* AUFGABENSTELLUNG *
Schreib bitte aus dem Textauszug unten die Passage von „Die Mitglieder der“ bis einschließlich „rechtlichen Verpflichtungen vorausgeht.“ wortgetreu ab.

* TEXTAUSZUG *
Änderung der Gesetzeslage
Die Tendenz, Aufsichtsratsmitglieder in die Pflicht zu nehmen, zeigt sich nicht nur an den verhängten Strafen, sondern auch an den Gesetzesänderungen. Bis zum 30. Mai 2022 konnte gegen Aufsichtsratsmitglieder nur dann ein Bußgeld verhängt werden, wenn die KNF in einem zuvor erlassenen Bescheid einen groben Rechtsverstoß des Unternehmens selbst feststellte. Außerdem konnte dies nur innerhalb von 12 Monaten nach dem leztzten sanktionierenden Bescheid gegen das Unternehmen geschehen.
Ab dem 30. Mai 2022 entfällt das Erfordernis des Präjudizes gegen die Gesellschaft und damit auch die Frist, in der ein Bescheid über die Haftung eines Aufsichtsratsmitglieds erlassen werden kann. Bescheide über die Verhängung von Sanktionen gegen Aufsichtsratsmitglieder können nun unabhängig von Bescheiden über die Verhängung von Sanktionen gegen Unternehmen erlassen werden, wobei die Verjährungsfristen der Verwaltungsverfahrensordnung einzuhalten sind.
Bieten die bisherigen Vorschriften des HGGB einen Sorgfaltsmaßstab für Aufsichtsratsmitglieder ?
Die Mitglieder der Aufsichtsräte von Emittenten werden von der KNF als besondere Fachleute angesehen, die spezielle Kenntnisse über börsennotierte Unternehmen vorweisen sollten. Die Übernahme eines Amtes im Aufsichtsrat eines börsennotierten Unternehmens sollte daher eine bewusste und wohlüberlegte Entscheidung sein, der eine eventuelle Schulung über die rechtlichen Verpflichtungen vorausgeht.

* EXTRAHIERTE ANGABEN *

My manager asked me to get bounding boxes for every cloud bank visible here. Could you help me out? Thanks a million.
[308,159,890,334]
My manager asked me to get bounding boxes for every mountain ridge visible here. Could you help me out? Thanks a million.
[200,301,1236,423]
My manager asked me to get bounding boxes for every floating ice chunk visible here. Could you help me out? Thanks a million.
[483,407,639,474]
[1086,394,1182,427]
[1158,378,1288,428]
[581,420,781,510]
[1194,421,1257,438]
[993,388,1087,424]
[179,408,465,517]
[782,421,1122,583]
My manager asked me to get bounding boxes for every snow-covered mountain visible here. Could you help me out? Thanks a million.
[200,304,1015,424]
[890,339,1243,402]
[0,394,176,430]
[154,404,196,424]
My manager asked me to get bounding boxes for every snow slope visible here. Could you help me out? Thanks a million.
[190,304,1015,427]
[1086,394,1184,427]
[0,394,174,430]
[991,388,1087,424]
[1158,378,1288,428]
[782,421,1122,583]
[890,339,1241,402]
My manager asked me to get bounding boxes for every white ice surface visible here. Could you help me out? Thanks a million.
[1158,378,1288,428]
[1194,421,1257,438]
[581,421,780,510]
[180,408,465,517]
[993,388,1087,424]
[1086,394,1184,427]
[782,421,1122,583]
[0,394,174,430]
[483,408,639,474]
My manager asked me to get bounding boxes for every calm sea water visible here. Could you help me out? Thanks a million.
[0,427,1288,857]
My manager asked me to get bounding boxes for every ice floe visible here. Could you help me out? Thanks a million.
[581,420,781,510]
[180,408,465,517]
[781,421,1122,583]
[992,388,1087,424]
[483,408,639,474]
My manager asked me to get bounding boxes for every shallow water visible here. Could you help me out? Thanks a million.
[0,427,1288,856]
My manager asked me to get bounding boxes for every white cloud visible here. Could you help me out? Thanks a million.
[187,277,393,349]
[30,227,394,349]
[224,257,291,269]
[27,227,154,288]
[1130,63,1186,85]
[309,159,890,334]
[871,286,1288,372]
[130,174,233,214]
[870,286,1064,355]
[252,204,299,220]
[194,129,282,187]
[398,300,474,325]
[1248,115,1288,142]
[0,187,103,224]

* LÖSUNG DER AUFGABE *
Die Mitglieder der Aufsichtsräte von Emittenten werden von der KNF als besondere Fachleute angesehen, die spezielle Kenntnisse über börsennotierte Unternehmen vorweisen sollten. Die Übernahme eines Amtes im Aufsichtsrat eines börsennotierten Unternehmens sollte daher eine bewusste und wohlüberlegte Entscheidung sein, der eine eventuelle Schulung über die rechtlichen Verpflichtungen vorausgeht.